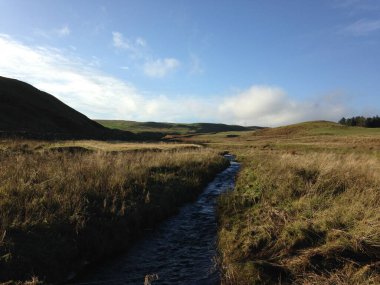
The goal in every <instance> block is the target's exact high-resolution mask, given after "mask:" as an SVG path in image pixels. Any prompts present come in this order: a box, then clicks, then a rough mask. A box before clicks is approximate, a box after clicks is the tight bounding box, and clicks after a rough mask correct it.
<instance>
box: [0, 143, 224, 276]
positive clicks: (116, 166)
mask: <svg viewBox="0 0 380 285" xmlns="http://www.w3.org/2000/svg"><path fill="white" fill-rule="evenodd" d="M34 147H35V146H34V145H33V147H32V148H34ZM225 166H226V161H225V160H224V159H223V158H222V157H220V156H219V155H217V153H216V152H214V151H210V150H203V149H198V150H186V149H184V150H180V149H176V150H172V151H170V152H169V151H163V152H150V151H144V152H133V153H127V152H116V153H115V152H104V151H95V152H89V151H79V152H78V151H75V152H72V151H70V152H66V151H62V150H60V151H33V150H31V147H30V146H28V143H19V142H16V143H13V144H10V146H9V147H8V148H6V147H4V148H3V150H2V151H0V181H1V184H0V281H7V280H11V279H13V280H30V279H31V278H32V277H33V276H35V277H38V278H39V280H45V281H47V282H52V281H62V280H65V279H66V278H67V277H68V276H69V275H70V274H71V272H76V271H78V270H79V269H81V268H82V267H83V266H85V265H86V264H88V263H91V262H96V261H100V260H102V259H103V258H105V257H107V256H109V255H112V254H114V253H115V252H119V251H120V250H123V249H126V248H127V247H128V246H129V245H130V244H131V242H132V241H133V240H134V239H136V238H137V237H139V236H140V235H141V233H142V231H143V230H144V228H147V227H152V226H154V225H155V224H156V223H157V222H158V221H160V220H162V219H163V218H165V217H167V216H168V215H170V214H172V213H173V212H175V211H176V209H177V208H178V206H179V205H181V204H182V203H184V202H187V201H190V200H192V199H194V198H195V197H196V196H197V194H198V193H199V191H200V190H201V189H202V187H203V186H204V185H205V183H206V182H207V181H209V180H210V179H211V178H212V177H213V175H215V174H216V173H217V172H218V171H220V170H221V169H222V168H223V167H225ZM71 275H72V274H71Z"/></svg>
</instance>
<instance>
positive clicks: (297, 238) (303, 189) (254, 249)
mask: <svg viewBox="0 0 380 285" xmlns="http://www.w3.org/2000/svg"><path fill="white" fill-rule="evenodd" d="M246 155H247V153H246ZM247 157H250V158H251V159H252V160H251V161H250V162H248V160H247V161H246V165H245V168H244V170H243V171H242V173H241V174H240V176H239V179H238V184H237V188H236V191H234V192H231V193H228V194H227V195H225V196H223V197H222V198H221V199H220V203H219V213H220V222H221V226H220V232H219V247H220V248H221V250H222V260H223V266H224V269H225V273H226V274H225V283H226V284H279V283H281V284H288V283H289V284H290V283H292V284H379V283H380V273H379V272H380V231H379V228H380V212H379V206H380V176H379V173H380V172H379V171H380V163H379V160H378V159H377V158H376V157H373V156H370V155H366V154H337V153H335V154H334V153H313V152H311V153H304V154H301V155H298V154H286V153H283V154H278V153H277V154H274V153H271V152H265V153H264V152H261V153H259V152H257V153H251V154H248V155H247Z"/></svg>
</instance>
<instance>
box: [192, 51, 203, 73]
mask: <svg viewBox="0 0 380 285" xmlns="http://www.w3.org/2000/svg"><path fill="white" fill-rule="evenodd" d="M203 72H204V69H203V67H202V62H201V60H200V58H199V57H198V56H197V55H195V54H193V53H192V54H190V74H202V73H203Z"/></svg>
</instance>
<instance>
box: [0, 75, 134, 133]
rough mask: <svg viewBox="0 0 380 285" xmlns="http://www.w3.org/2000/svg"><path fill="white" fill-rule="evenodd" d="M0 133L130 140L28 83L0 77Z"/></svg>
mask: <svg viewBox="0 0 380 285" xmlns="http://www.w3.org/2000/svg"><path fill="white" fill-rule="evenodd" d="M0 134H1V135H2V136H9V135H16V136H23V137H31V138H42V139H44V138H47V139H50V138H58V139H62V138H94V139H107V138H118V139H128V138H133V137H134V135H133V134H132V133H130V132H120V131H115V130H110V129H107V128H106V127H104V126H102V125H100V124H99V123H97V122H95V121H92V120H90V119H89V118H87V117H86V116H85V115H83V114H81V113H79V112H78V111H76V110H74V109H73V108H71V107H69V106H67V105H66V104H64V103H63V102H61V101H60V100H58V99H57V98H55V97H54V96H52V95H50V94H48V93H46V92H43V91H40V90H38V89H37V88H35V87H33V86H32V85H30V84H27V83H25V82H22V81H19V80H15V79H10V78H5V77H1V76H0Z"/></svg>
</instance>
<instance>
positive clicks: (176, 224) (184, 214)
mask: <svg viewBox="0 0 380 285" xmlns="http://www.w3.org/2000/svg"><path fill="white" fill-rule="evenodd" d="M225 157H226V158H228V159H229V160H230V166H229V167H228V168H227V169H225V170H224V171H223V172H221V173H219V174H218V175H217V176H216V177H215V179H214V180H213V181H212V182H211V183H210V184H209V185H208V186H207V187H206V188H205V190H204V192H203V193H202V194H201V195H200V196H199V198H198V200H197V201H196V202H194V203H192V204H187V205H185V206H184V207H183V208H181V210H180V212H179V213H178V214H177V215H176V216H173V217H171V218H169V219H168V220H166V221H165V222H164V223H163V224H162V225H161V226H159V227H158V228H157V229H156V230H154V231H153V232H152V233H150V234H147V236H146V237H144V238H143V239H142V240H141V241H139V242H137V243H136V244H135V245H134V246H133V247H132V248H131V249H130V250H129V251H128V253H127V254H126V255H125V256H123V257H120V258H118V259H117V260H115V261H113V262H112V263H109V264H107V265H106V266H105V267H104V268H98V269H97V270H96V272H92V274H91V276H87V277H85V278H84V279H82V280H81V282H80V283H76V284H113V285H116V284H136V285H142V284H144V278H145V276H146V275H153V274H157V275H156V276H158V280H155V281H153V282H152V285H156V284H219V283H220V276H219V270H218V267H217V266H216V263H215V256H216V234H217V221H216V213H215V206H216V198H217V196H218V195H220V194H221V193H223V192H225V191H228V190H230V189H232V188H233V187H234V184H235V176H236V174H237V172H238V170H239V168H240V164H239V163H237V162H235V161H234V160H233V156H231V155H226V156H225Z"/></svg>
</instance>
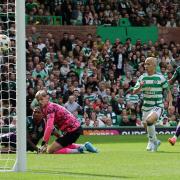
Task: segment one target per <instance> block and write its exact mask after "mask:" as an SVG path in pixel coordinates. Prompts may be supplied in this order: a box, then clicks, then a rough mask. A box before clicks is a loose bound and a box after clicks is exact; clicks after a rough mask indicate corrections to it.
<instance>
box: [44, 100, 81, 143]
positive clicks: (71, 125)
mask: <svg viewBox="0 0 180 180" xmlns="http://www.w3.org/2000/svg"><path fill="white" fill-rule="evenodd" d="M42 111H43V114H44V116H45V117H47V123H46V128H45V132H44V137H43V141H45V142H48V141H49V138H50V136H51V133H52V130H53V128H54V125H55V126H56V127H57V128H59V130H61V131H63V132H72V131H74V130H76V129H77V128H78V127H79V126H80V123H79V121H78V120H77V119H76V117H75V116H74V115H73V114H71V113H70V112H69V111H68V110H67V109H66V108H64V107H63V106H61V105H59V104H55V103H51V102H49V103H48V105H47V106H46V107H44V108H43V109H42Z"/></svg>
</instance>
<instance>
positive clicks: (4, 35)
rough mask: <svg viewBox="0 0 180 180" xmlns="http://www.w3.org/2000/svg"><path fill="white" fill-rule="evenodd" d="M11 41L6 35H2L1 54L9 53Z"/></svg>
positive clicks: (8, 37)
mask: <svg viewBox="0 0 180 180" xmlns="http://www.w3.org/2000/svg"><path fill="white" fill-rule="evenodd" d="M9 45H10V39H9V37H8V36H6V35H5V34H0V54H1V53H5V52H7V51H8V49H9Z"/></svg>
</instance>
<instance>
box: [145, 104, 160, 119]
mask: <svg viewBox="0 0 180 180" xmlns="http://www.w3.org/2000/svg"><path fill="white" fill-rule="evenodd" d="M162 112H163V109H162V108H161V107H154V108H153V109H151V110H150V111H143V114H142V121H143V122H146V119H147V117H148V116H149V115H150V114H151V113H156V114H157V116H158V118H157V121H158V120H159V118H160V116H161V115H162Z"/></svg>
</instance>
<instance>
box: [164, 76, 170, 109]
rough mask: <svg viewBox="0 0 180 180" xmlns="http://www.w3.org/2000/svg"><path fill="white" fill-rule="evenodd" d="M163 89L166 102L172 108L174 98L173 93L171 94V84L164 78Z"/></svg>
mask: <svg viewBox="0 0 180 180" xmlns="http://www.w3.org/2000/svg"><path fill="white" fill-rule="evenodd" d="M162 87H163V90H164V92H165V96H166V100H167V101H168V103H169V107H171V106H172V102H173V97H172V93H171V89H170V86H169V83H168V82H167V80H165V78H163V82H162Z"/></svg>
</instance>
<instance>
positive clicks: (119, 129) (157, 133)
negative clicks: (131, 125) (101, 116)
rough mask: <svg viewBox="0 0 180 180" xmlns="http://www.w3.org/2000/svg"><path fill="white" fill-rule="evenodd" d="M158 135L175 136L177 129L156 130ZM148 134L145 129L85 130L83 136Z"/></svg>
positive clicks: (137, 128) (136, 134) (92, 128)
mask: <svg viewBox="0 0 180 180" xmlns="http://www.w3.org/2000/svg"><path fill="white" fill-rule="evenodd" d="M156 131H157V134H175V131H176V128H175V127H168V128H162V127H158V128H156ZM143 134H146V131H145V129H144V128H141V127H126V128H96V129H95V128H84V129H83V135H112V136H113V135H143Z"/></svg>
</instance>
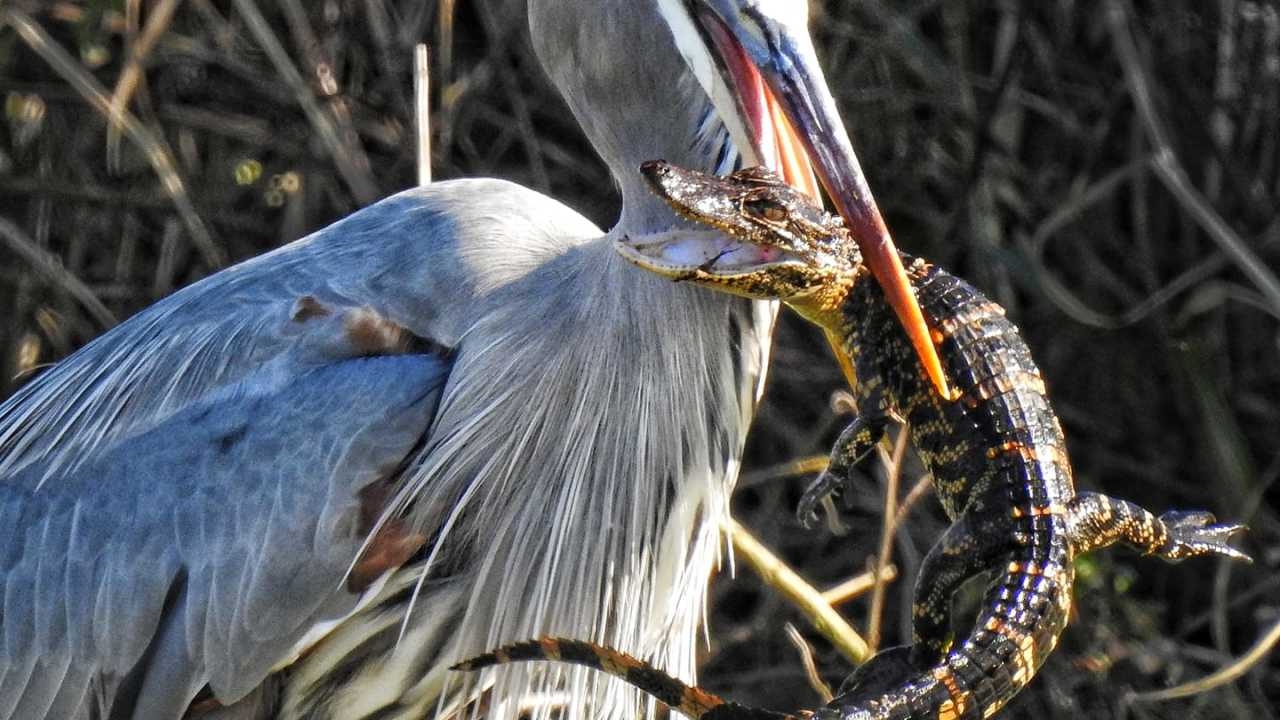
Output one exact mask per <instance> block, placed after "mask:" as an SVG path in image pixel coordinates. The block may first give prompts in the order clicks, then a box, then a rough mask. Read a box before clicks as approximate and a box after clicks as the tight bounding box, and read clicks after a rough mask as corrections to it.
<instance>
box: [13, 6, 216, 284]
mask: <svg viewBox="0 0 1280 720" xmlns="http://www.w3.org/2000/svg"><path fill="white" fill-rule="evenodd" d="M0 23H3V24H9V26H13V28H14V29H15V31H18V36H19V37H22V40H23V41H24V42H26V44H27V45H28V46H29V47H31V49H32V50H35V51H36V54H37V55H40V56H41V58H44V59H45V61H46V63H49V65H50V67H51V68H54V70H55V72H56V73H58V74H59V76H61V77H63V79H65V81H67V82H68V83H70V86H72V87H74V88H76V91H77V92H79V94H81V96H82V97H83V99H84V100H86V101H87V102H88V104H90V105H92V106H93V109H95V110H97V111H99V113H102V114H104V115H105V117H106V118H108V122H110V123H116V124H119V126H120V128H122V129H123V131H124V133H125V135H128V136H129V138H131V140H132V141H133V142H134V143H137V146H138V147H141V149H142V154H143V155H145V156H146V159H147V161H148V163H151V168H152V169H154V170H155V172H156V174H157V176H159V177H160V184H161V186H163V187H164V190H165V192H168V193H169V199H170V200H172V201H173V205H174V208H175V209H177V210H178V215H179V217H180V218H182V222H183V224H186V225H187V232H188V233H191V238H192V242H193V243H195V245H196V249H197V250H198V251H200V254H201V256H202V258H204V260H205V264H207V265H209V266H210V268H220V266H223V265H225V264H227V256H225V254H224V252H223V250H221V247H219V246H218V245H216V243H215V242H214V237H212V234H210V232H209V228H206V227H205V223H204V220H201V219H200V215H198V214H197V213H196V206H195V205H193V204H192V202H191V197H189V196H188V195H187V186H186V183H183V181H182V176H179V174H178V168H177V164H175V163H174V161H173V156H172V155H170V154H169V150H168V149H166V147H165V146H164V143H163V142H160V140H159V138H157V137H156V136H155V133H152V132H151V131H150V129H148V128H147V127H146V126H143V124H142V123H140V122H138V120H137V118H134V117H133V115H131V114H129V113H128V111H124V110H120V111H119V113H116V110H115V109H114V108H113V106H111V99H110V96H108V94H106V88H104V87H102V85H101V83H99V82H97V81H96V79H95V78H93V76H91V74H88V73H87V72H84V68H82V67H81V64H79V63H77V61H76V60H74V59H73V58H72V56H70V55H69V54H67V51H65V50H63V47H61V46H60V45H58V44H56V42H54V38H51V37H49V33H46V32H45V29H44V28H42V27H40V24H38V23H36V22H35V20H32V19H31V17H29V15H27V14H26V13H23V12H22V10H18V9H15V8H0Z"/></svg>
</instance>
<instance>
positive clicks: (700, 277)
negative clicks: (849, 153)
mask: <svg viewBox="0 0 1280 720" xmlns="http://www.w3.org/2000/svg"><path fill="white" fill-rule="evenodd" d="M641 173H643V174H644V177H645V179H646V181H648V182H649V184H650V187H652V188H653V190H654V192H657V193H658V195H659V196H660V197H662V199H663V200H666V201H667V202H668V204H669V205H671V206H672V208H673V209H675V210H676V211H677V213H678V214H680V215H682V217H685V218H687V219H690V220H694V222H696V223H700V224H704V225H709V227H710V228H714V229H716V231H719V232H718V233H699V232H673V233H671V236H668V237H662V238H653V237H648V238H636V240H623V241H620V243H618V251H620V252H622V255H623V256H625V258H626V259H627V260H630V261H632V263H635V264H636V265H640V266H641V268H644V269H646V270H650V272H654V273H658V274H660V275H663V277H668V278H671V279H675V281H687V282H694V283H698V284H704V286H708V287H713V288H716V290H721V291H723V292H731V293H735V295H742V296H746V297H756V299H778V300H783V301H787V302H788V304H791V305H796V306H799V307H801V309H803V307H804V306H806V305H813V304H814V302H815V301H819V304H820V301H823V300H826V299H827V296H826V293H828V292H831V291H832V290H833V288H840V287H847V284H849V282H844V281H851V279H852V278H854V275H855V273H856V272H858V269H859V266H860V265H861V255H860V254H859V250H858V245H856V243H855V242H854V241H852V238H851V236H850V233H849V231H846V229H845V225H844V222H842V220H841V219H840V218H838V217H836V215H832V214H828V213H826V211H823V210H822V208H819V206H818V205H817V204H815V202H814V201H813V199H810V197H809V196H808V195H805V193H804V192H801V191H799V190H796V188H794V187H791V186H790V184H787V183H786V182H783V181H782V178H781V177H778V176H777V174H776V173H773V172H771V170H768V169H765V168H748V169H744V170H739V172H736V173H733V174H731V176H727V177H723V178H721V177H716V176H709V174H704V173H699V172H695V170H686V169H684V168H677V167H675V165H671V164H668V163H664V161H660V160H655V161H652V163H645V164H644V167H643V168H641ZM818 296H820V297H818Z"/></svg>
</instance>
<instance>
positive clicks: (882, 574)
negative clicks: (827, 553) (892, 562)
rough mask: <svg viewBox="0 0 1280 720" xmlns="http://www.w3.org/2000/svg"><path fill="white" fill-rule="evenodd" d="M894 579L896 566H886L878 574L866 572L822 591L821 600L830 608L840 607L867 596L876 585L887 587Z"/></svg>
mask: <svg viewBox="0 0 1280 720" xmlns="http://www.w3.org/2000/svg"><path fill="white" fill-rule="evenodd" d="M896 579H897V566H896V565H886V566H884V568H883V569H882V570H881V571H879V573H877V571H876V570H867V571H865V573H861V574H858V575H854V577H852V578H849V579H847V580H845V582H842V583H840V584H838V585H836V587H833V588H829V589H827V591H823V593H822V598H823V600H826V601H827V602H828V603H829V605H832V606H836V605H841V603H845V602H849V601H850V600H856V598H859V597H861V596H864V594H867V593H868V592H870V591H872V589H874V588H876V585H887V584H890V583H892V582H893V580H896Z"/></svg>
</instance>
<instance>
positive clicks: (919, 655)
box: [618, 161, 1247, 720]
mask: <svg viewBox="0 0 1280 720" xmlns="http://www.w3.org/2000/svg"><path fill="white" fill-rule="evenodd" d="M641 172H643V173H644V174H645V177H646V178H648V179H649V182H650V186H653V188H654V191H655V192H657V193H658V195H660V196H662V197H664V199H666V200H667V201H668V204H671V205H672V208H675V209H676V210H677V211H678V213H680V214H682V215H684V217H686V218H689V219H691V220H695V222H699V223H704V224H707V225H710V227H712V228H716V229H718V231H721V232H723V233H724V234H726V236H727V238H719V240H716V238H713V240H705V238H700V237H690V238H681V237H677V238H663V240H662V241H659V242H654V241H649V242H646V243H644V242H628V241H622V242H620V246H618V251H620V252H622V255H623V256H625V258H627V259H628V260H631V261H634V263H635V264H637V265H640V266H643V268H645V269H648V270H652V272H655V273H658V274H662V275H666V277H668V278H671V279H675V281H684V282H692V283H696V284H704V286H707V287H710V288H714V290H719V291H723V292H731V293H736V295H742V296H748V297H759V299H778V300H782V301H783V302H786V304H788V305H790V306H792V307H794V309H795V310H797V311H799V313H800V314H801V315H804V316H806V318H809V319H810V320H813V322H814V323H817V324H819V325H820V327H823V329H824V331H827V334H828V337H831V338H833V340H835V342H837V343H838V345H840V348H841V350H842V351H844V352H845V354H846V355H847V357H849V359H850V360H851V364H852V368H854V373H855V375H856V387H855V397H856V398H858V407H859V416H858V418H856V420H855V421H854V423H852V424H851V425H850V427H849V428H847V429H846V430H845V432H844V433H842V434H841V438H840V439H838V441H837V443H836V447H835V450H833V451H832V456H831V465H829V468H828V470H827V471H826V473H824V474H823V475H822V477H819V479H818V480H817V482H815V483H814V484H813V486H812V487H810V488H809V492H806V495H805V500H804V502H803V505H801V516H803V518H808V516H809V515H810V511H812V509H813V506H814V505H815V503H817V501H818V500H820V498H822V497H823V496H826V495H828V493H831V492H833V491H836V489H838V488H841V487H842V486H844V484H845V483H846V482H849V479H850V478H849V470H850V469H851V468H852V465H854V464H855V462H858V461H859V460H860V459H861V457H864V456H867V455H868V454H870V451H872V450H873V448H874V446H876V443H877V442H878V441H879V438H881V437H883V433H884V428H886V425H887V424H888V423H890V421H891V418H905V419H906V421H908V425H909V429H910V438H911V441H913V443H914V445H915V447H916V450H918V452H919V455H920V457H922V460H923V461H924V464H925V465H927V466H928V468H929V470H931V471H932V475H933V483H934V489H936V493H937V496H938V498H940V500H941V502H942V506H943V509H945V510H946V512H947V516H948V518H951V520H952V525H951V528H950V529H948V530H947V532H946V534H945V536H943V537H942V538H941V539H940V541H938V542H937V544H934V547H933V548H932V550H931V551H929V553H928V556H927V557H925V560H924V562H923V565H922V569H920V574H919V578H918V580H916V585H915V602H914V619H913V620H914V633H913V635H914V637H913V644H911V647H910V648H905V647H904V648H891V650H887V651H884V652H881V653H879V655H877V656H876V657H874V659H872V660H870V661H869V662H868V664H865V665H864V666H863V667H860V669H859V670H858V671H855V673H854V675H851V676H850V679H849V680H846V683H845V685H846V688H847V691H846V689H845V688H842V693H841V696H840V697H837V698H836V700H833V701H832V702H831V703H829V705H828V706H827V707H824V708H822V710H819V711H818V712H817V714H815V717H819V719H824V720H836V719H838V720H910V719H938V720H974V719H979V717H991V716H992V715H995V714H996V712H998V710H1000V708H1001V707H1004V706H1005V703H1007V702H1009V700H1010V698H1012V697H1014V696H1015V694H1016V693H1018V692H1019V691H1020V689H1021V688H1023V687H1025V685H1027V683H1029V682H1030V679H1032V678H1033V676H1034V674H1036V671H1037V669H1038V667H1039V666H1041V664H1043V661H1044V659H1046V657H1047V655H1048V653H1050V652H1051V651H1052V650H1053V647H1055V644H1056V643H1057V638H1059V635H1060V634H1061V633H1062V630H1064V628H1065V626H1066V621H1068V616H1069V612H1070V603H1071V580H1073V564H1071V560H1073V557H1074V556H1075V555H1078V553H1080V552H1087V551H1091V550H1094V548H1098V547H1105V546H1108V544H1112V543H1116V542H1123V543H1126V544H1130V546H1133V547H1135V548H1138V550H1139V551H1142V552H1144V553H1151V555H1157V556H1161V557H1164V559H1167V560H1179V559H1183V557H1190V556H1194V555H1204V553H1219V555H1225V556H1229V557H1236V559H1247V556H1244V555H1243V553H1242V552H1239V551H1238V550H1235V548H1233V547H1230V546H1229V544H1228V542H1226V541H1228V538H1229V536H1230V534H1231V533H1233V532H1236V530H1238V529H1240V525H1234V524H1216V523H1215V519H1213V516H1212V515H1211V514H1208V512H1167V514H1165V515H1164V516H1161V518H1156V516H1155V515H1152V514H1151V512H1148V511H1147V510H1143V509H1142V507H1138V506H1135V505H1133V503H1130V502H1126V501H1121V500H1114V498H1110V497H1106V496H1102V495H1096V493H1076V492H1075V491H1074V487H1073V479H1071V466H1070V462H1069V461H1068V456H1066V445H1065V441H1064V438H1062V430H1061V427H1060V425H1059V420H1057V416H1056V415H1055V414H1053V410H1052V407H1051V406H1050V401H1048V397H1047V395H1046V391H1044V382H1043V379H1042V378H1041V373H1039V369H1038V368H1037V366H1036V363H1034V361H1033V360H1032V354H1030V350H1029V348H1028V347H1027V343H1025V342H1023V338H1021V336H1020V334H1019V332H1018V328H1015V327H1014V324H1012V323H1011V322H1009V319H1007V318H1005V311H1004V309H1002V307H1000V306H998V305H997V304H995V302H992V301H991V300H988V299H987V297H986V296H984V295H982V293H980V292H979V291H978V290H975V288H974V287H972V286H969V284H968V283H965V282H964V281H961V279H960V278H956V277H954V275H951V274H948V273H946V272H943V270H941V269H938V268H936V266H933V265H931V264H928V263H925V261H923V260H919V259H910V258H906V256H905V255H904V264H905V265H906V266H908V274H909V278H910V282H911V286H913V290H914V291H915V293H916V299H918V301H919V305H920V307H922V310H923V311H924V316H925V320H927V322H928V323H929V325H931V327H932V331H933V336H934V337H933V340H934V342H936V346H937V350H938V355H940V356H941V359H942V363H943V369H945V372H946V374H947V378H948V380H950V382H951V387H952V388H954V391H955V392H954V396H952V397H941V396H940V395H938V393H937V392H936V391H934V388H933V384H932V383H931V382H929V379H928V375H927V374H925V372H924V368H923V366H922V365H920V363H919V360H918V359H916V355H915V352H914V350H913V346H911V343H910V341H909V340H908V337H906V334H905V332H904V331H902V328H901V325H900V324H899V323H897V319H896V316H895V315H893V313H892V310H891V309H890V307H888V305H887V304H886V300H884V296H883V293H882V291H881V290H879V286H878V284H877V283H876V282H874V281H873V279H872V278H870V274H869V273H868V272H867V270H865V269H864V268H863V265H861V258H860V255H859V252H858V245H856V243H855V242H854V240H852V238H851V237H850V236H849V232H847V231H846V229H845V228H844V225H842V224H841V222H840V219H838V218H835V217H832V215H828V214H827V213H824V211H823V210H822V209H820V208H818V206H815V205H813V204H812V201H810V200H809V199H808V197H806V196H804V195H801V193H800V192H797V191H795V190H792V188H790V187H787V186H786V184H783V183H782V182H781V181H780V179H778V178H777V177H776V176H773V174H772V173H769V172H768V170H764V169H759V168H753V169H746V170H740V172H737V173H733V174H732V176H728V177H726V178H717V177H713V176H705V174H703V173H696V172H690V170H684V169H681V168H676V167H672V165H669V164H666V163H660V161H654V163H646V164H645V165H644V167H643V168H641ZM978 574H986V575H988V577H989V578H992V579H991V583H989V585H988V589H987V593H986V598H984V602H983V606H982V612H980V614H979V616H978V619H977V621H975V623H974V625H973V628H972V630H969V633H968V634H966V635H964V637H961V638H960V639H959V641H956V642H954V643H952V642H951V639H950V638H951V632H950V630H951V598H952V594H954V592H955V591H956V589H957V588H959V587H960V585H961V584H963V583H964V582H965V580H968V579H969V578H972V577H974V575H978Z"/></svg>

#### WORK TASK
When a line among the entries contains "order", pull that line out.

#### SOLUTION TO THE PROBLEM
The goal in every <instance> block is the target's exact high-resolution mask, given after "mask:" as an SVG path in image pixels. Any prompts present come in this order: a box, then clicks, then a rough mask. A box before clicks is approximate, a box after clicks is the tight bounding box, and clicks after a rough mask correct it.
Task: segment one target per <instance> block and write its exact mask after "mask:" as an SVG path in pixel coordinates. Prompts may be supplied in this order: a box, then clicks, then a rough mask. A box before clicks is a loose bound and a box after clicks is exact; clicks after a rough mask indicate corrections to it.
Output one exact mask per <instance> block, placed after "mask:" as an SVG path in image pixel coordinates. The block may first give prompts in the order clicks, then a box, then a rough mask. Read a box before clicks as approximate and a box after clicks as the tight bounding box, and read clicks after a rough mask as corrections to it.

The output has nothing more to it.